*Provided text*
<<<<

Reprinted from John Fabian Witt & Karen M. Tani, Torts: Cases, Principles, and Institutions, Sixth Edition, Published by CALI eLangdell Press. Available under a Creative Commons BY-NC-SA 4.0 License.

1.2 Hulle v. Orynge (The Case of the Thorns) [from Witt Tani 6th ed.] 1.2 Hulle v. Orynge (The Case of the Thorns) [from Witt Tani 6th ed.]

Y.B. Mich. 6 Edw. IV, fo. 7, pl. 18 (1466)

[Plaintiff Hulle brought a writ of trespass against defendant Orynge for breaking into his close with force and arms (quare vi & armis clausum fregit) and consuming and trampling his grass and crops on six acres of land in Devon. Defendant Orynge pleaded that he owned one acre adjoining the plaintiffs land, that while cutting thorns there from a thorn hedge on his property, the thorns fell onto the plaintiffs land by their own will (ipso invito), that he had gone immediately onto the plaintiffs land to recover the thorns, and that this was the trespass of which the plaintiff complained. The plaintiff demurred. . . .]

And Catesby said, Sir, it has been argued that if a man acts whereby injury and damage are done to another person against his will, even though the act is lawful, nonetheless he shall be punished if he could by some means have avoided the damage. Sir, to me the truth seems contrary. As I understand, if a man acts in a lawful fashion, and damage occurs to another against his will, he will not be punished. Consider the case that I driving my cattle along the highway, and that you have an acre of land along the highway, and my cattle enter into your land and destroy your plantings, and I come immediately and chase the cattle from your land, in this case you will not have an action against me, because the driving of the cattle was lawful, and their entry into your land was against my will. No more here, because the cutting was lawful and the falling onto your land was against my will, and therefore the taking back was good and permissible. And Sir, I put it that if I cut my trees, and a bough fell on a man, and killed him, in this case I will not be attainted of a felony, because my cutting was permissible, and the falling on the man was against my will. No more here.

>>>>

(Labeled-object pointing entries)
<<<<

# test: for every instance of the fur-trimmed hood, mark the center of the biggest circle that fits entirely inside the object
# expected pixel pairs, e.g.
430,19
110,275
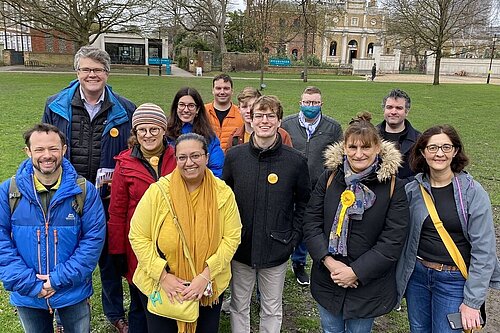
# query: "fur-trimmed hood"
389,154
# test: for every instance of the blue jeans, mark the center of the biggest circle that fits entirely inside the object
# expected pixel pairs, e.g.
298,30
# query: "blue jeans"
75,318
430,296
300,254
112,289
137,322
336,324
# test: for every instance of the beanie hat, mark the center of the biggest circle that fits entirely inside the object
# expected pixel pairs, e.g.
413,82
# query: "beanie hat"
149,113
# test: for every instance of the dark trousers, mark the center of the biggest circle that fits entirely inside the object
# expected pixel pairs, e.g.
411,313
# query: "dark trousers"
112,290
137,313
208,321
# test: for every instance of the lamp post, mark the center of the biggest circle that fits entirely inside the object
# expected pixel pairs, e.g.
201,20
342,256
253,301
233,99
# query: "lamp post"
491,58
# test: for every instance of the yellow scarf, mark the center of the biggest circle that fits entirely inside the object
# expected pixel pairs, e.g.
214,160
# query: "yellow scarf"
199,220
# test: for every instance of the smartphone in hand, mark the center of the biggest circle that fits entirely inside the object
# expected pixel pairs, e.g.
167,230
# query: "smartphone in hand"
455,320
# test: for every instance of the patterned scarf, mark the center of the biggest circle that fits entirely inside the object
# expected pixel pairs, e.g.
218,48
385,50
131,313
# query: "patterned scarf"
365,198
198,217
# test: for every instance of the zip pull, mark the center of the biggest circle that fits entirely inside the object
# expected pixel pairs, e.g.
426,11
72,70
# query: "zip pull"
51,311
38,234
56,240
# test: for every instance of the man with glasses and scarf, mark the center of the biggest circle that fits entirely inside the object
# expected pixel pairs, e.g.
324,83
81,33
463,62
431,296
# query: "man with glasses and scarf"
97,123
311,132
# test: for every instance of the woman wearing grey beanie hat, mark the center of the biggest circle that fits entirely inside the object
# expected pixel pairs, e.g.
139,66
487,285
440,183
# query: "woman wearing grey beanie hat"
148,158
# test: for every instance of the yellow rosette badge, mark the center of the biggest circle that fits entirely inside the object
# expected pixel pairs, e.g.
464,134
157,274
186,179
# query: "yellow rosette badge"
114,132
272,178
347,199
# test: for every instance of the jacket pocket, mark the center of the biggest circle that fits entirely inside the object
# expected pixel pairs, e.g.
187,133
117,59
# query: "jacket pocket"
281,245
284,237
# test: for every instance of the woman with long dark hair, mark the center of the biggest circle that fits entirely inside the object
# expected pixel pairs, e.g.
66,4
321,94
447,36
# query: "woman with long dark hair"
435,281
188,115
355,226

>>>>

*Exercise set*
1) Decide whether each statement agrees with the Case of the Thorns excerpt, answering yes or no and quoting the deciding words of the text: (a) The plaintiff complained of grass and crops consumed and trampled on six acres of land in Devon. (b) Orynge pleaded that he waited some time before going onto the plaintiff's land to recover the thorns. (c) Catesby holds that a man whose cut bough falls on someone and kills him will be attainted of a felony.
2) Resume the Case of the Thorns excerpt, writing on from the point where it stops.

*Final results*
1)
(a) Yes: "consuming and trampling his grass and crops on six acres of land in Devon."
(b) No: "he had gone immediately onto the plaintiffs land to recover the thorns."
(c) No: "in this case I will not be attainted of a felony, because my cutting was permissible, and the falling on the man was against my will."

2)
Fairfax. To me it seems the contrary. I say that there is a difference between when a man acts in a way that entails a felony, and when he acts in a way that entails a trespass, because in the case that Catesby advances there is no felony, because felony requires malice aforethought, but it was against his will, such that there was no animo felonico. But if someone cuts his plantings and a bough fell on a man and injured him, in this case there will be an action of trespass. [Just as there is trespass, but no felony, if an archer aims at a practice target and "his bow turns in his hand and kills a man at its own invitation."]

Pigot. To the same idea, I suggest that if I had a mill and the water that comes to my mill flows past your land and you cut your willows such that against your will they fall in the water and stop the flow so that I do not have enough water for my mill, in this case I have an action of trespass, even though the cutting was lawful and the falling was against your will. . . .

Yonge. It seems to me the opposite. In this case you have damnum absque injuria [damage without legal injury]. In this case you will have no action, because if there is no wrong [tort] there will be no reason for him to recover damages. So it was here where he went into the plaintiffs close to retrieve the thorns that had fallen there: this entry was not wrongful [tortious], because when he cut the thorns and they fell into the close against his will, nonetheless the property in the thorns remained in him, and therefore it was lawful for him to remove them from his close. Notwithstanding that the plaintiff was injured, he has done no wrong [tort].

Brian. To me it seems the opposite. My idea is that when a man acts he is bound to do it in such a manner that by his act neither prejudice nor damage is done to others. In a case where I build my house and a timber falls on the house of my neighbor and damages his house, he has a good action, even though building my house was lawful and the timber fell against my will. Also if a man assaults me and I cannot avoid him without hitting him, and in my defense I raise my stick to strike him, and there is someone behind me, and in raising my stick I strike him, in this case he will have an action against me, even though my raising of my stick was lawful self-defense and his injury was against my will. The same is true here.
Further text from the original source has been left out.